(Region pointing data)
****************
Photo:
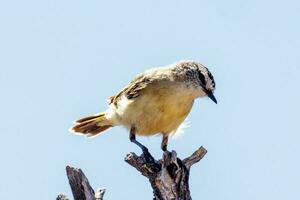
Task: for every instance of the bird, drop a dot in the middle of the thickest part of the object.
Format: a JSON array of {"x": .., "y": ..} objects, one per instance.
[{"x": 156, "y": 101}]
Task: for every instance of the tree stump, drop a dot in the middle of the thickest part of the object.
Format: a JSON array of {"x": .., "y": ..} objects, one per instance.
[
  {"x": 80, "y": 186},
  {"x": 169, "y": 177}
]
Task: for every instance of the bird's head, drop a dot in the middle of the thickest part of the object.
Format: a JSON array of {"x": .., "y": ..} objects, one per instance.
****************
REQUIRED ACTION
Lines in the data that include the word "Task" should all be copied.

ANSWER TO THIS EXERCISE
Task: for every instance of the bird, drop a dot in the middle of the thickest part of the object.
Task: for every instance of the tree stump, drop a dot in the middle of the thickest part of the object.
Task: for every instance of the bird's head, drop a dot in the middle of the thickest part of the object.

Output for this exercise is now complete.